WRITTEN REQUEST — Count the lines in the records below that contain the word "dark", and reply with the number alone.

(Collection entries)
"""
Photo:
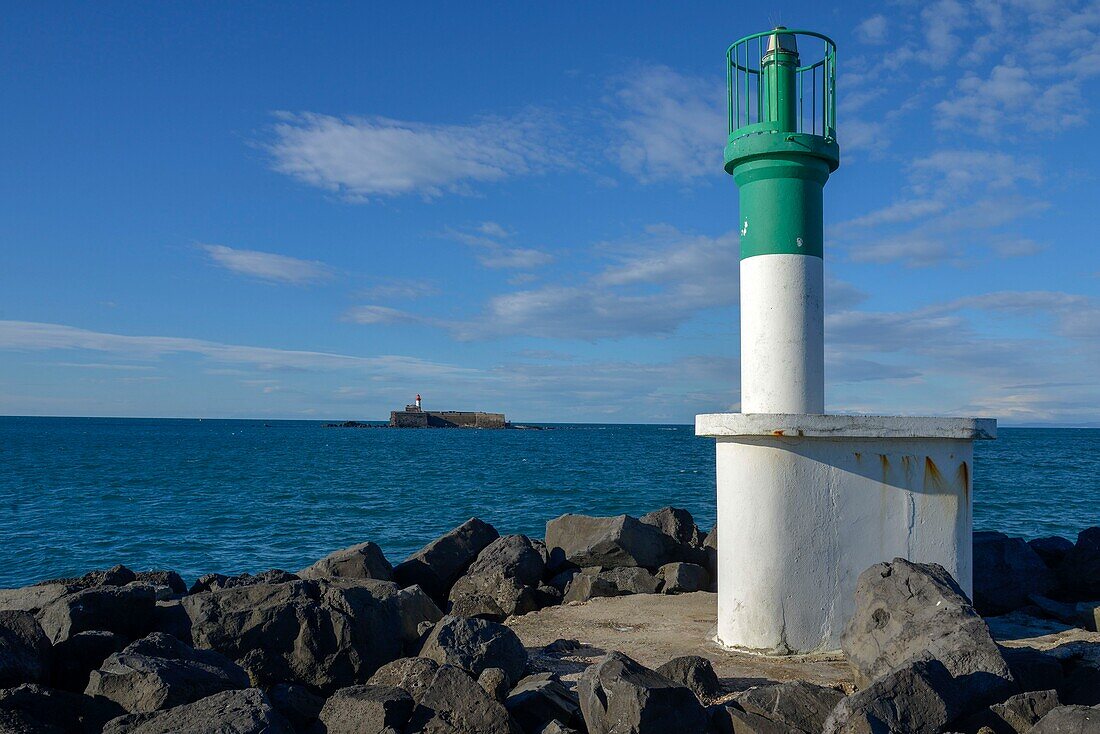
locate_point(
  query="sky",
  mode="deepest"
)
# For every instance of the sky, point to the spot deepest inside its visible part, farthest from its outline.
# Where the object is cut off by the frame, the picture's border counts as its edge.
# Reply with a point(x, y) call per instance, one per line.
point(318, 210)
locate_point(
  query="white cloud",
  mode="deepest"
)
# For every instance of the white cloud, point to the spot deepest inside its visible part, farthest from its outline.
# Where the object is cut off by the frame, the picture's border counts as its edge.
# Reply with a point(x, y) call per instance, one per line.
point(268, 266)
point(515, 258)
point(363, 157)
point(669, 126)
point(953, 203)
point(652, 285)
point(399, 288)
point(371, 314)
point(872, 30)
point(490, 241)
point(30, 336)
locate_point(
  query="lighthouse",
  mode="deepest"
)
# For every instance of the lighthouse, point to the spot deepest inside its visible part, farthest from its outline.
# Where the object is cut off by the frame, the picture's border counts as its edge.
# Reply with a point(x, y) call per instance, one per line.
point(780, 170)
point(807, 500)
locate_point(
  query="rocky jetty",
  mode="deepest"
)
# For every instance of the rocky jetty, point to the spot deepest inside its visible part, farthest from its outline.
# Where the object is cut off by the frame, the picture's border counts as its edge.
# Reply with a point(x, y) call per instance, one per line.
point(353, 644)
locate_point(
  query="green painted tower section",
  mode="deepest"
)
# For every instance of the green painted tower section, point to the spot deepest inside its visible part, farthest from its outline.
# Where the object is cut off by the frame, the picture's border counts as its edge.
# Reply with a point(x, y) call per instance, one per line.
point(782, 139)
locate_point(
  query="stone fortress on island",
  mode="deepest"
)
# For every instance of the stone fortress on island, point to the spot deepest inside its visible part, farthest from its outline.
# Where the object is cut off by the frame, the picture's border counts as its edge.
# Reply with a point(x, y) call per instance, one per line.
point(415, 416)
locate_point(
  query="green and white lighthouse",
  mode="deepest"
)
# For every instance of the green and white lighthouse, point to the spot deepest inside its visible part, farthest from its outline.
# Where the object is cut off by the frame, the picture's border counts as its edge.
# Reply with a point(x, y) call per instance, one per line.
point(807, 501)
point(781, 151)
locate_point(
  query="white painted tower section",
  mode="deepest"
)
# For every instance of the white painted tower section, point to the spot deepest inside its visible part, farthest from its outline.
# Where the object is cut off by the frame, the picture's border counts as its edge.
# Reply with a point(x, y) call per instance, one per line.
point(782, 333)
point(807, 502)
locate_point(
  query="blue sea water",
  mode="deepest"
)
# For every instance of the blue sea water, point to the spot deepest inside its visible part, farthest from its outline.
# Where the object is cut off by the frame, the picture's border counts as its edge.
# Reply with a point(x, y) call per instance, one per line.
point(248, 495)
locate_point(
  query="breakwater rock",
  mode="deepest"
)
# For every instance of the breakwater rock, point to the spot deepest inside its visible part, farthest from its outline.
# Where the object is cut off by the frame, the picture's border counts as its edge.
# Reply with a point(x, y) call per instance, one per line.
point(355, 644)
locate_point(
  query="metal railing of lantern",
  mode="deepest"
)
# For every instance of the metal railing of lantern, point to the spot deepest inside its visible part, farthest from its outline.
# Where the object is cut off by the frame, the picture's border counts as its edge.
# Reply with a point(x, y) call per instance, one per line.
point(815, 84)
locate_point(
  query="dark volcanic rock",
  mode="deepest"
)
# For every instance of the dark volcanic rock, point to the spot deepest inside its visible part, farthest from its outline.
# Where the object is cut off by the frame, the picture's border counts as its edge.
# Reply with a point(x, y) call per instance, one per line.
point(1033, 670)
point(219, 581)
point(239, 712)
point(917, 698)
point(168, 580)
point(475, 645)
point(1052, 549)
point(694, 672)
point(417, 611)
point(24, 649)
point(495, 682)
point(160, 672)
point(1022, 711)
point(117, 576)
point(618, 694)
point(454, 703)
point(413, 675)
point(76, 657)
point(1069, 720)
point(296, 703)
point(374, 709)
point(711, 549)
point(904, 610)
point(539, 699)
point(492, 596)
point(1005, 572)
point(128, 611)
point(611, 541)
point(514, 557)
point(631, 580)
point(325, 634)
point(583, 587)
point(441, 562)
point(362, 561)
point(683, 578)
point(1079, 571)
point(798, 705)
point(677, 523)
point(36, 710)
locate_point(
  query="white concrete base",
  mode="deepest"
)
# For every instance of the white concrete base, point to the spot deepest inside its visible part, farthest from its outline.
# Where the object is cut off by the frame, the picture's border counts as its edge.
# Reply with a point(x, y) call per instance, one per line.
point(807, 502)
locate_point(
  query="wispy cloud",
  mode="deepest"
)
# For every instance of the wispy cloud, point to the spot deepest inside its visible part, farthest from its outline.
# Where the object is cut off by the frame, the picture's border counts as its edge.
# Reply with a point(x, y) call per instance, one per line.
point(948, 196)
point(268, 266)
point(374, 156)
point(370, 315)
point(399, 288)
point(652, 284)
point(936, 359)
point(31, 336)
point(872, 30)
point(495, 250)
point(667, 124)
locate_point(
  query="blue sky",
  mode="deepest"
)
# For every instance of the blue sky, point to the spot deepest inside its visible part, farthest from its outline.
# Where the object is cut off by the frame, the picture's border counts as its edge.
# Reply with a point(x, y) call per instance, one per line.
point(318, 210)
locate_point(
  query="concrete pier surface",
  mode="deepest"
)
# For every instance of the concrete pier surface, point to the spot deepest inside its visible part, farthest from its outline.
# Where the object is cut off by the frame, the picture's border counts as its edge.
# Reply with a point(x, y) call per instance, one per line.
point(653, 628)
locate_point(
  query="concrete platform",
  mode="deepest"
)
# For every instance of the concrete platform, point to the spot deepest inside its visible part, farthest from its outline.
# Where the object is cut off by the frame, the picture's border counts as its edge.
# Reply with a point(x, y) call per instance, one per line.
point(652, 630)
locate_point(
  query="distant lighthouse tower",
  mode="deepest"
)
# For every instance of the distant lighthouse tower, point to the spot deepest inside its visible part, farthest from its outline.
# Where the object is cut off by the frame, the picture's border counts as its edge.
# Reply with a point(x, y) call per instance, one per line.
point(807, 501)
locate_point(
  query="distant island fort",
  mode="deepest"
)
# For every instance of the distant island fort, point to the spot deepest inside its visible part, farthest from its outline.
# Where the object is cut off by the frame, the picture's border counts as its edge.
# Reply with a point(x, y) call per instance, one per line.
point(415, 416)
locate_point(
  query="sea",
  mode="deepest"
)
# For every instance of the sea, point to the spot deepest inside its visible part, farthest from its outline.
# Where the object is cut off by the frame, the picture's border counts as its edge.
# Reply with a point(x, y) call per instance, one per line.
point(231, 496)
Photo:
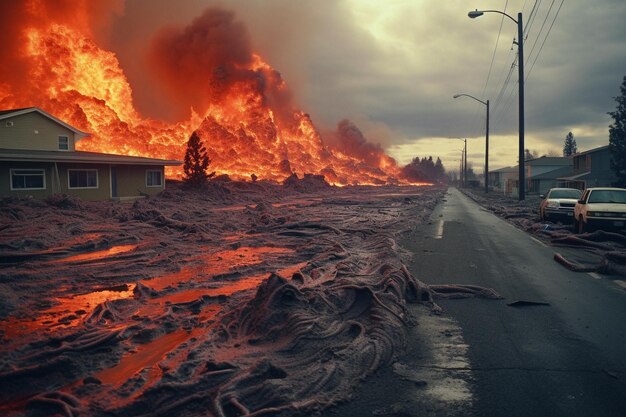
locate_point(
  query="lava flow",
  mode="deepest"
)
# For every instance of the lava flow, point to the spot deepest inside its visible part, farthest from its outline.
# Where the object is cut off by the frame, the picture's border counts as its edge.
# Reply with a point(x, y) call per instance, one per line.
point(240, 106)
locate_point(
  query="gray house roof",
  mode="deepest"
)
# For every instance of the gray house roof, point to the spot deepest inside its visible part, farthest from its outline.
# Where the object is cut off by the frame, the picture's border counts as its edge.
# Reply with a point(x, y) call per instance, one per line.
point(80, 157)
point(549, 160)
point(553, 174)
point(5, 114)
point(601, 148)
point(505, 169)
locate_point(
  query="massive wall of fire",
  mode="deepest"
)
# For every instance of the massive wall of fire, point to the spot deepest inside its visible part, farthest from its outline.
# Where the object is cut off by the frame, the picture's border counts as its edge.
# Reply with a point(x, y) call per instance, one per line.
point(238, 104)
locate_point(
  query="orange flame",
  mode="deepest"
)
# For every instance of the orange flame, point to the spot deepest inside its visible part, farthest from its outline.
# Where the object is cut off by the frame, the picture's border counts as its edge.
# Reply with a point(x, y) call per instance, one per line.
point(71, 77)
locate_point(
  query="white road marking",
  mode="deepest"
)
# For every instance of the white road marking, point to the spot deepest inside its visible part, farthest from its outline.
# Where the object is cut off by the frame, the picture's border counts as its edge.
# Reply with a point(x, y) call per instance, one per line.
point(439, 233)
point(538, 241)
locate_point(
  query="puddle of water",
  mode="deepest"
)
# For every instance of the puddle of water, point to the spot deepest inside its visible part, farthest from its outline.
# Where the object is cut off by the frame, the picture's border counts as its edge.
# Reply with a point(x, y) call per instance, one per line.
point(91, 256)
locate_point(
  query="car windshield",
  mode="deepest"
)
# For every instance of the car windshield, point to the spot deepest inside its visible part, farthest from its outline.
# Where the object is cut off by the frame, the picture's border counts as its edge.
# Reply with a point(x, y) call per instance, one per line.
point(573, 194)
point(607, 196)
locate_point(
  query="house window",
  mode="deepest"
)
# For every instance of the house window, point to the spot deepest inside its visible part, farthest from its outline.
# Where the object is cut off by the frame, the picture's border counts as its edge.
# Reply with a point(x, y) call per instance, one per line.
point(82, 178)
point(154, 178)
point(28, 179)
point(64, 143)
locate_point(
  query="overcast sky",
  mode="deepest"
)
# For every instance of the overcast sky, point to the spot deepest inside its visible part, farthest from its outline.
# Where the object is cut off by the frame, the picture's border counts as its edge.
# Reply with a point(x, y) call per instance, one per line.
point(392, 67)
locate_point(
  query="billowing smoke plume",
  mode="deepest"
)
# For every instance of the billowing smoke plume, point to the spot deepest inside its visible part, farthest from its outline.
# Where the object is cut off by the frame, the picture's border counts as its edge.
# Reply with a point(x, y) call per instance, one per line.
point(349, 139)
point(198, 63)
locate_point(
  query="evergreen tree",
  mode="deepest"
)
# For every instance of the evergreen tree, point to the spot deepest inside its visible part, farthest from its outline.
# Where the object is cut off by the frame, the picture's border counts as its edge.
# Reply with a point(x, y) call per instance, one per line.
point(439, 169)
point(617, 137)
point(196, 162)
point(529, 155)
point(570, 148)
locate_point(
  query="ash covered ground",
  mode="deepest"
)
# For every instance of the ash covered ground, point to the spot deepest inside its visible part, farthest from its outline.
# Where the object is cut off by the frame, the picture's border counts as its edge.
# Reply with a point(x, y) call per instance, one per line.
point(241, 299)
point(598, 251)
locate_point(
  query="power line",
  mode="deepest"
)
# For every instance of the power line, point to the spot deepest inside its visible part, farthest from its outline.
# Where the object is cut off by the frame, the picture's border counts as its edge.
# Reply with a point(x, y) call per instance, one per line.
point(540, 30)
point(531, 18)
point(493, 56)
point(544, 40)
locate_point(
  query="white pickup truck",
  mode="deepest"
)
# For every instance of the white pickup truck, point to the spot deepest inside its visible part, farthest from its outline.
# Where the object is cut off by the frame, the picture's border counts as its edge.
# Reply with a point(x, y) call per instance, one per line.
point(600, 208)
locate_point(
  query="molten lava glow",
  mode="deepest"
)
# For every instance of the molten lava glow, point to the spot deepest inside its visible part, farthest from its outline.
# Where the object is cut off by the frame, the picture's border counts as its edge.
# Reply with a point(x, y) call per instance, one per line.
point(246, 129)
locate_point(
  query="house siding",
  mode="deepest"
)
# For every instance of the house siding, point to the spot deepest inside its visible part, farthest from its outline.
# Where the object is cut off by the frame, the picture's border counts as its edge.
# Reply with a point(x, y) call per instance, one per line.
point(598, 164)
point(103, 191)
point(5, 179)
point(131, 180)
point(22, 134)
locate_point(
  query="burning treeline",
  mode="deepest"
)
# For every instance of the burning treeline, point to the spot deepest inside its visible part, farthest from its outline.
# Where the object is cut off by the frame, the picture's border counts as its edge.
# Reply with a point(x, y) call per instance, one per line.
point(213, 83)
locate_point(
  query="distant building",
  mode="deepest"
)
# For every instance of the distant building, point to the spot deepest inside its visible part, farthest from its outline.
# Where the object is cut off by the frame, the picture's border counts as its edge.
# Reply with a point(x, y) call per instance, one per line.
point(499, 178)
point(541, 174)
point(591, 168)
point(38, 158)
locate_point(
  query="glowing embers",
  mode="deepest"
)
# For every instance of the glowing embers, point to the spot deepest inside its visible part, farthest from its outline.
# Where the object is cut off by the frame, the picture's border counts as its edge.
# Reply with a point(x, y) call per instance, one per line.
point(218, 263)
point(98, 255)
point(66, 312)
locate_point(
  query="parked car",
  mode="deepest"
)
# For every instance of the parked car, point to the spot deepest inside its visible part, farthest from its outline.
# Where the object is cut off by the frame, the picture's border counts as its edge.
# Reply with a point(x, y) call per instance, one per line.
point(601, 208)
point(558, 204)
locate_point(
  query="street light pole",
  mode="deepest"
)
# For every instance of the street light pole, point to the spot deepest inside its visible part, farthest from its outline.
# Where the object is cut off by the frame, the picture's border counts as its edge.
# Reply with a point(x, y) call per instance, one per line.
point(520, 45)
point(486, 103)
point(520, 76)
point(465, 163)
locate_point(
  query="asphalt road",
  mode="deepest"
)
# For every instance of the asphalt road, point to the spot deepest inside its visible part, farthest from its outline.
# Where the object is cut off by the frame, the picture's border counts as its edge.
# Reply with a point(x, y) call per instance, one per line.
point(485, 358)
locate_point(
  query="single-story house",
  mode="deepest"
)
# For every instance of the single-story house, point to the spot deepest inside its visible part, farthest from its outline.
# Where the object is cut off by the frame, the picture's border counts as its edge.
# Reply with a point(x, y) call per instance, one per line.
point(592, 168)
point(38, 158)
point(499, 178)
point(540, 174)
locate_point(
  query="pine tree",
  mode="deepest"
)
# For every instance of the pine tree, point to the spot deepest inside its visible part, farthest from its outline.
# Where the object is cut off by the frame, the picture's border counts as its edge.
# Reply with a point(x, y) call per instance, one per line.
point(569, 147)
point(196, 162)
point(439, 169)
point(617, 137)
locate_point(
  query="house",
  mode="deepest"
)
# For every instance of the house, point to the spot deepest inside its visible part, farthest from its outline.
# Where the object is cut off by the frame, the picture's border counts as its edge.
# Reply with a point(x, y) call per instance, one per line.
point(38, 158)
point(541, 174)
point(500, 177)
point(592, 168)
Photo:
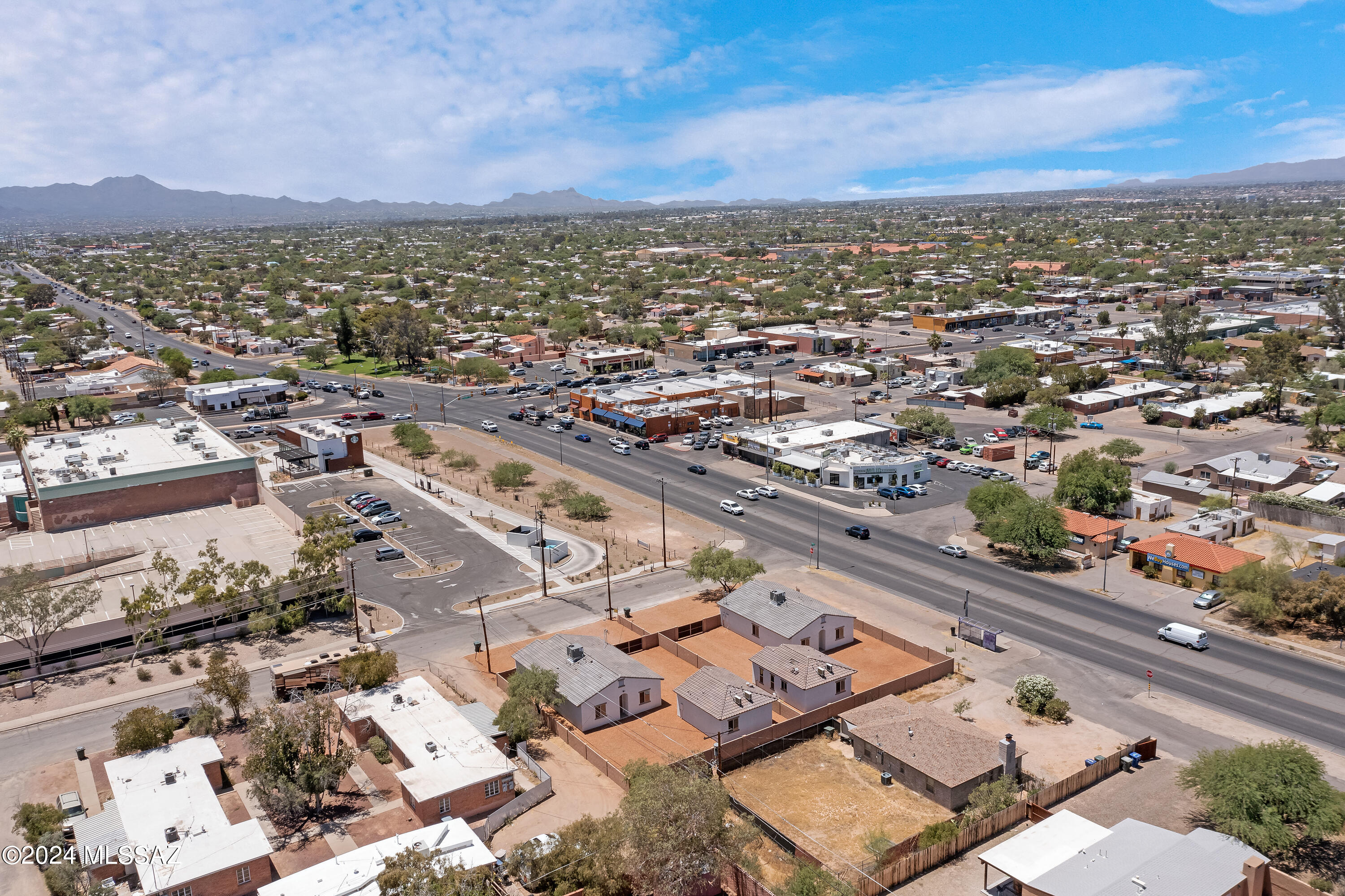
"""
RESULT FOR THIS TASK — 2